REGISTROS FORNECIDOS —
---------------

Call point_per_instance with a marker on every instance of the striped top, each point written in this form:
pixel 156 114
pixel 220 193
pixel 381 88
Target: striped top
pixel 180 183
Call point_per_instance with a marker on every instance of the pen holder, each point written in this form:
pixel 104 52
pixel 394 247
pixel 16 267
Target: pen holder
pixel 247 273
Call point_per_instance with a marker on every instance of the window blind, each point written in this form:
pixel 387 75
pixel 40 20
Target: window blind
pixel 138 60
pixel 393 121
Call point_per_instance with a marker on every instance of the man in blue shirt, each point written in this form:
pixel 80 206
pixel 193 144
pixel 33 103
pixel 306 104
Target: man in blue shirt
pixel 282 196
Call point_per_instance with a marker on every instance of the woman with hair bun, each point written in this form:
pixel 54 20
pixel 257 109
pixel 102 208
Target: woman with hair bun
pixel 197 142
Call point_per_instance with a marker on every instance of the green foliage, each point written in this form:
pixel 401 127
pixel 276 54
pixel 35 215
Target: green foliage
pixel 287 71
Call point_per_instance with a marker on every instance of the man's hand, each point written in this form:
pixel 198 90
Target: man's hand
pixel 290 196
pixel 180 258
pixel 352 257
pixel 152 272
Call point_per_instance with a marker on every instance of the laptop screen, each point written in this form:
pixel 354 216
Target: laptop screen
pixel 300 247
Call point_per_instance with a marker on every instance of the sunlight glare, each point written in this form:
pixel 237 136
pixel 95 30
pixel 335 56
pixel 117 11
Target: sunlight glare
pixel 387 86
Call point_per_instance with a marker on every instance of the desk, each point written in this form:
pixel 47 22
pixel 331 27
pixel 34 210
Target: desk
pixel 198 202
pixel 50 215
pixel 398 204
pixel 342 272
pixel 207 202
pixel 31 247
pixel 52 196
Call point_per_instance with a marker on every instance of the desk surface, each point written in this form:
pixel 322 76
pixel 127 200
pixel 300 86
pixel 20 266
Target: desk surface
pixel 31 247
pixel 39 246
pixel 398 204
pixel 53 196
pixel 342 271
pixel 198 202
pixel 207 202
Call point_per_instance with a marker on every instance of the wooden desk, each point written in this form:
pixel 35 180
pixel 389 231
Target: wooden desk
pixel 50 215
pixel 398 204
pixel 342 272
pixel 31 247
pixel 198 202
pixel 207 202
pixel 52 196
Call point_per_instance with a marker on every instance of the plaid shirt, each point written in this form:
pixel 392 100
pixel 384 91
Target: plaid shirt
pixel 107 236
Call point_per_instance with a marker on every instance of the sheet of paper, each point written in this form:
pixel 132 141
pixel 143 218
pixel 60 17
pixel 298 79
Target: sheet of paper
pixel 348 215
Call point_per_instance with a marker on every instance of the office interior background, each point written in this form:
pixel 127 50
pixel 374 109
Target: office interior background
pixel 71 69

---------------

PEDIDO APRESENTADO —
Por favor, copie fielmente, linha por linha, todos os registros acima, sem alterar nada.

RESPOSTA FINAL —
Call point_per_instance with a marker on every instance of the striped top, each point written in this form:
pixel 156 114
pixel 220 193
pixel 381 88
Target: striped top
pixel 180 183
Call point_per_instance with a marker on every instance of the pen holder, each point written in this form:
pixel 104 52
pixel 394 247
pixel 16 267
Target: pen holder
pixel 247 273
Call point_per_instance with a marker on every instance of the window blind, each point written in this form:
pixel 387 75
pixel 40 20
Target: window blind
pixel 138 60
pixel 393 121
Call point_per_instance with a marker on every instance of the man in blue shirt, each point written in this form:
pixel 80 206
pixel 193 144
pixel 33 103
pixel 306 104
Target: man in blue shirt
pixel 282 196
Call point_per_instance with a marker on every instance of the woman with hair bun, each point written in this form:
pixel 54 20
pixel 257 109
pixel 102 208
Target: woman with hair bun
pixel 197 142
Call point_per_instance with a marker on every instance of the green foliage, each point written in this form:
pixel 401 127
pixel 276 54
pixel 35 215
Target: green foliage
pixel 287 71
Call point_per_instance with a marker on every instance of the man's hand, each point written in this form:
pixel 198 90
Target: man's hand
pixel 290 196
pixel 180 258
pixel 352 257
pixel 152 272
Call point_per_instance with a marker on every instance of the laptop screen, each point written in this form:
pixel 354 216
Target: laptop screen
pixel 300 247
Call point_per_instance with a marker on every instance of the sunlight glare, each point written in this form:
pixel 237 136
pixel 95 30
pixel 335 56
pixel 117 11
Target: sunlight glare
pixel 387 86
Call point_per_instance with a marker on every instance of the desk, each point written in this form:
pixel 47 22
pixel 331 27
pixel 34 210
Target: desk
pixel 198 202
pixel 50 215
pixel 398 204
pixel 342 272
pixel 207 202
pixel 31 247
pixel 52 196
Call point_per_instance with a marker on every instance of the desk surface, each point written in this form:
pixel 322 76
pixel 127 200
pixel 300 86
pixel 20 266
Target: desk surface
pixel 31 247
pixel 39 246
pixel 398 204
pixel 53 196
pixel 342 271
pixel 198 202
pixel 207 202
Call point_per_instance with a marker on every instance of the wooden desk, each point written in this form:
pixel 35 180
pixel 389 231
Target: wooden desk
pixel 50 215
pixel 398 204
pixel 342 272
pixel 31 247
pixel 198 202
pixel 207 202
pixel 52 196
Call point_per_instance with a marker on every instance of the plaid shirt, each point written in this form:
pixel 392 100
pixel 384 91
Target: plaid shirt
pixel 107 236
Call point_per_instance with a marker on every instance of the sheet of paper, each point written in this form:
pixel 132 141
pixel 143 218
pixel 60 17
pixel 298 79
Target: sheet of paper
pixel 348 215
Call point_per_instance with a marker on every instance of the office interior background, each point written in this form:
pixel 127 50
pixel 374 109
Target: office interior background
pixel 71 69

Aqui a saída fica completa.